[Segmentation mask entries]
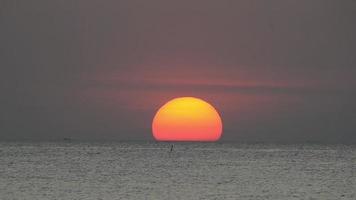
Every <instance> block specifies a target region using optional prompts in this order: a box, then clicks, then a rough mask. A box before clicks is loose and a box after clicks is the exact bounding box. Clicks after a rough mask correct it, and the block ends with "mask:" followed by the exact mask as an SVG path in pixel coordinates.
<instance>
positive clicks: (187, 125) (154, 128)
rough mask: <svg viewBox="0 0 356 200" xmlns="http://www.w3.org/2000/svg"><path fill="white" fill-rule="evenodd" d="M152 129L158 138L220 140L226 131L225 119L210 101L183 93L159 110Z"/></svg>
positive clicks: (185, 139) (171, 100) (153, 124)
mask: <svg viewBox="0 0 356 200" xmlns="http://www.w3.org/2000/svg"><path fill="white" fill-rule="evenodd" d="M152 132H153V137H154V138H155V139H156V140H158V141H217V140H219V139H220V137H221V134H222V121H221V118H220V115H219V113H218V112H217V111H216V109H215V108H214V107H213V106H212V105H210V104H209V103H207V102H205V101H203V100H201V99H198V98H194V97H180V98H175V99H173V100H171V101H169V102H167V103H166V104H165V105H163V106H162V107H161V108H160V109H159V110H158V111H157V113H156V115H155V117H154V119H153V122H152Z"/></svg>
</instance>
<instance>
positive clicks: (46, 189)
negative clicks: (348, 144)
mask: <svg viewBox="0 0 356 200" xmlns="http://www.w3.org/2000/svg"><path fill="white" fill-rule="evenodd" d="M172 145H173V146H172ZM0 199H1V200H20V199H26V200H32V199H34V200H35V199H36V200H40V199H65V200H70V199H75V200H78V199H96V200H104V199H108V200H115V199H135V200H136V199H153V200H156V199H169V200H170V199H263V200H269V199H273V200H278V199H281V200H282V199H283V200H287V199H298V200H299V199H308V200H312V199H322V200H327V199H332V200H335V199H350V200H355V199H356V146H355V145H318V144H288V145H281V144H280V145H276V144H239V143H169V142H163V143H160V142H96V143H94V142H71V141H67V142H0Z"/></svg>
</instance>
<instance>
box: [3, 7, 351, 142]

### Task directions
Revise all the entries above so that "positive clicks" becomes "foreground clicks", keeping everything else the same. Omit the pictures from your answer.

### Result of the task
Every <instance> block specifies a target region using optional prompts in this order: a box, then clicks, then a rough mask. A box before clicks is loose and a box after clicks is the exact bounding box. Clicks after a rough mask correct it, and the block ends with "mask:" followed by the exact mask as an SVG path in pixel coordinates.
<instance>
foreground clicks: (187, 125) (154, 128)
rough mask: <svg viewBox="0 0 356 200" xmlns="http://www.w3.org/2000/svg"><path fill="white" fill-rule="evenodd" d="M152 129L158 138L220 140L226 131L225 119L210 101L183 93L159 110Z"/></svg>
foreground clicks: (185, 139) (171, 100) (153, 124)
mask: <svg viewBox="0 0 356 200" xmlns="http://www.w3.org/2000/svg"><path fill="white" fill-rule="evenodd" d="M152 132H153V137H154V138H155V139H156V140H158V141H217V140H219V139H220V137H221V134H222V121H221V118H220V115H219V113H218V112H217V111H216V109H215V108H214V107H213V106H212V105H210V104H209V103H207V102H205V101H203V100H201V99H198V98H194V97H180V98H175V99H173V100H171V101H169V102H167V103H166V104H165V105H163V106H162V107H161V108H160V109H159V110H158V111H157V113H156V115H155V117H154V119H153V122H152Z"/></svg>
</instance>
<instance>
foreground clicks: (46, 189)
negative clicks: (348, 144)
mask: <svg viewBox="0 0 356 200" xmlns="http://www.w3.org/2000/svg"><path fill="white" fill-rule="evenodd" d="M172 145H173V146H172ZM0 199H1V200H20V199H26V200H32V199H34V200H35V199H36V200H40V199H65V200H70V199H75V200H78V199H96V200H104V199H108V200H115V199H135V200H136V199H153V200H156V199H169V200H170V199H263V200H269V199H273V200H278V199H281V200H282V199H283V200H287V199H298V200H299V199H308V200H312V199H322V200H327V199H332V200H335V199H350V200H355V199H356V146H355V145H318V144H288V145H281V144H280V145H276V144H239V143H169V142H163V143H160V142H96V143H94V142H71V141H67V142H0Z"/></svg>
</instance>
<instance>
box: [3, 7, 351, 142]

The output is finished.